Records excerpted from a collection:
___

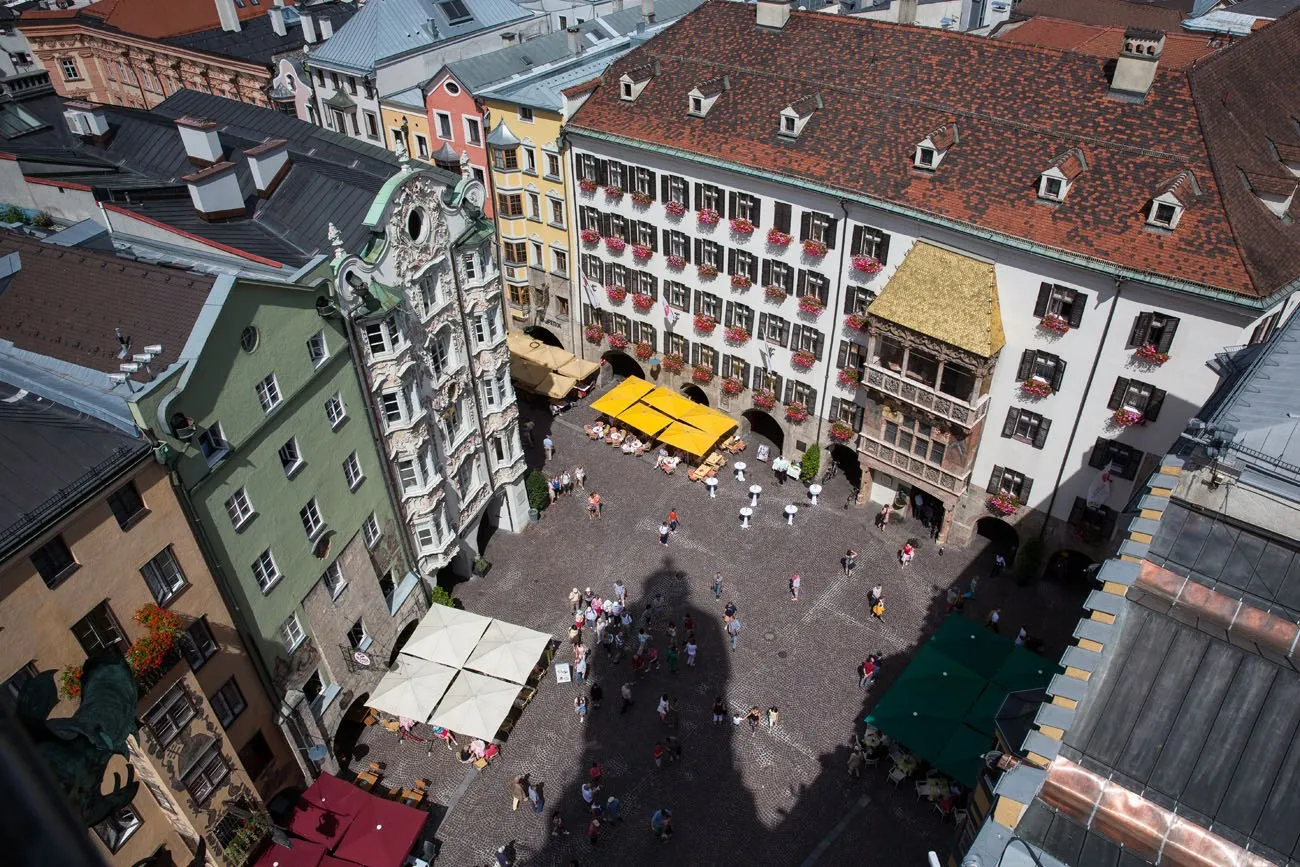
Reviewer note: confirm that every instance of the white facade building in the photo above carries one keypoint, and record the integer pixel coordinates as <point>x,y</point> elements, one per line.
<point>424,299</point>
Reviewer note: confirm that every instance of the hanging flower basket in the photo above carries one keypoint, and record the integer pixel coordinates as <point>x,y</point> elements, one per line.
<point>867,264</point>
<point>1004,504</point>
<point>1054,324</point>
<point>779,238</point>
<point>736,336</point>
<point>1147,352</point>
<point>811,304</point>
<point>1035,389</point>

___

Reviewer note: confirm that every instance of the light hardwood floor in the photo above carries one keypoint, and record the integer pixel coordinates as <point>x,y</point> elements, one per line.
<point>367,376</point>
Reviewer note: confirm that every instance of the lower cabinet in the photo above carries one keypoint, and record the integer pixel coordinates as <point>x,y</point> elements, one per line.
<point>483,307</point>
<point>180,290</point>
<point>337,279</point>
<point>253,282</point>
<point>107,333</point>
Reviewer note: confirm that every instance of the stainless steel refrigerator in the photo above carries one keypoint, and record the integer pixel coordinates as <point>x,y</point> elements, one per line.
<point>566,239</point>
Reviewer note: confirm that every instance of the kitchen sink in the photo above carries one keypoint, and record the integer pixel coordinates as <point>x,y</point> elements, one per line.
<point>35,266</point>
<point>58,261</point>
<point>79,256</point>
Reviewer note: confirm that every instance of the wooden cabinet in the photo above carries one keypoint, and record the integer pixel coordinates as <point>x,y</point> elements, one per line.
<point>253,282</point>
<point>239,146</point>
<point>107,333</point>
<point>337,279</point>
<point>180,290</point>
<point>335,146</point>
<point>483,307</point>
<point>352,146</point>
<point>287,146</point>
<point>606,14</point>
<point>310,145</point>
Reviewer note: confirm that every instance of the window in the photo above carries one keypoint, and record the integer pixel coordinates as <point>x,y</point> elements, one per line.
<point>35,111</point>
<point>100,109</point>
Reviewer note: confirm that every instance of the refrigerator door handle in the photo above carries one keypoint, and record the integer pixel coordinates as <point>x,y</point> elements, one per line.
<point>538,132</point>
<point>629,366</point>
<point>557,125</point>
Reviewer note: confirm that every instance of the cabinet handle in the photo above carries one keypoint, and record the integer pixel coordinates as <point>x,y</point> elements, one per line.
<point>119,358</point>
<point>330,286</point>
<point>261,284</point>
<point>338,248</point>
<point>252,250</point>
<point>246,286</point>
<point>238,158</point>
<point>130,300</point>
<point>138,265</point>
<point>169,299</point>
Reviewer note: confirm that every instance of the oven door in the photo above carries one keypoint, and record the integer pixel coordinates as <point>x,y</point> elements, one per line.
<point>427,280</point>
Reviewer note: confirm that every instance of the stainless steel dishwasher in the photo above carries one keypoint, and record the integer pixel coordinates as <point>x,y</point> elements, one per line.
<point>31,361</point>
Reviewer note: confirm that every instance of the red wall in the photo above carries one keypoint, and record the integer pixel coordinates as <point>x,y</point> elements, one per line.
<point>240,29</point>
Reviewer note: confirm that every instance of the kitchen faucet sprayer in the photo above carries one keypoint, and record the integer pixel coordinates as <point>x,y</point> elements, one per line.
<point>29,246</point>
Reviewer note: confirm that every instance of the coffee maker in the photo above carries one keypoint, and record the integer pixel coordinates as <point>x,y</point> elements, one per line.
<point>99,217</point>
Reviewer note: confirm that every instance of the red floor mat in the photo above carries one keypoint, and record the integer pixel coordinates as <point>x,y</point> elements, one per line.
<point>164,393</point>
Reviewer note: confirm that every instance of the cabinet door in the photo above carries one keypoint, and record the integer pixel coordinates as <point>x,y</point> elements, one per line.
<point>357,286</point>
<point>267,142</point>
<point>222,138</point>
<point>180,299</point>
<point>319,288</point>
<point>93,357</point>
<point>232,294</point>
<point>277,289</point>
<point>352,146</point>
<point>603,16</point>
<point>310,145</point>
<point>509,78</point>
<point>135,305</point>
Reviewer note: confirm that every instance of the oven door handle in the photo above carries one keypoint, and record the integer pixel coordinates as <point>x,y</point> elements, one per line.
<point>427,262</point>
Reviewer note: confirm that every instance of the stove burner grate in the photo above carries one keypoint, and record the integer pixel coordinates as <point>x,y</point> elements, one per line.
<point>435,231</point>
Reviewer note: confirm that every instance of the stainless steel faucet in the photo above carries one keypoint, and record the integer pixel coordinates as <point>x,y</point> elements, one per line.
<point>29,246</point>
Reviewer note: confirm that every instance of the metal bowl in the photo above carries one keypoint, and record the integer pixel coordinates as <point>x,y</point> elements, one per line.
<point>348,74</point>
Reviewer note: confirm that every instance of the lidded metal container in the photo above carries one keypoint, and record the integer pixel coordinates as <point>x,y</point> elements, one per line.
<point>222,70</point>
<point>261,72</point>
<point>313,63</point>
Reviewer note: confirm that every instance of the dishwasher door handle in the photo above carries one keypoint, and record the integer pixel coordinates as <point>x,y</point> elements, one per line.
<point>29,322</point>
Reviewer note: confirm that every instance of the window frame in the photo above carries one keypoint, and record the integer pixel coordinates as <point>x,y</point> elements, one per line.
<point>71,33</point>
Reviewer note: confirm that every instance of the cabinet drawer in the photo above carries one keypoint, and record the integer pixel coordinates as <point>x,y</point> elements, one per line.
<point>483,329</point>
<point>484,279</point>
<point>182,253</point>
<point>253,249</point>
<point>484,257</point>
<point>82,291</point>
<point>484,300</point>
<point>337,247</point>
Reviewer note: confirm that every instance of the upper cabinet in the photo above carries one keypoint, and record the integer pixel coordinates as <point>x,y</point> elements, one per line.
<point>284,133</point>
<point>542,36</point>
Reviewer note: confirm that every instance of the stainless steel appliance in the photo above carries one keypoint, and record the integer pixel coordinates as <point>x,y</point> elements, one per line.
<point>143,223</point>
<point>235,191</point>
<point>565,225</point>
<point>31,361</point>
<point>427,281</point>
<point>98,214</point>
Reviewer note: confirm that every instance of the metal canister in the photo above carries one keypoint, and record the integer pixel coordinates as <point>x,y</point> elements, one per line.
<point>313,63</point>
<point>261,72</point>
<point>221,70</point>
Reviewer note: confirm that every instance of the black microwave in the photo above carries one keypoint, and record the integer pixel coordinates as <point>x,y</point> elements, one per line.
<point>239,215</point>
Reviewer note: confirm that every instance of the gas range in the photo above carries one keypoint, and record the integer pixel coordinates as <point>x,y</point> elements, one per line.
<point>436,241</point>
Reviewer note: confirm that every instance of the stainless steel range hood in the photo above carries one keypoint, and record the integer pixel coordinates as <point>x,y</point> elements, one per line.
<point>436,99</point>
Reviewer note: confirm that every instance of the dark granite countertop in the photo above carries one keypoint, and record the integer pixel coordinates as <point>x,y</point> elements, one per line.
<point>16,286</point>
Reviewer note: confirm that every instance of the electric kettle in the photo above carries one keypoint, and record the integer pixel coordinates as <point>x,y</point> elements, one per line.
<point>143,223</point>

___

Task prompt – Copy every line of the data above from the line containing "Reviewer note: confirm that every instance of the kitchen sink" through the line containing "<point>58,261</point>", with both of those lines included. Offset each pixel coordinate in the answers by 47.

Answer to this task –
Reviewer note: confirm that every instance of the kitchen sink in the photo above carries one keypoint, and record the integer pixel coordinates as <point>x,y</point> elements, one per line.
<point>82,313</point>
<point>105,308</point>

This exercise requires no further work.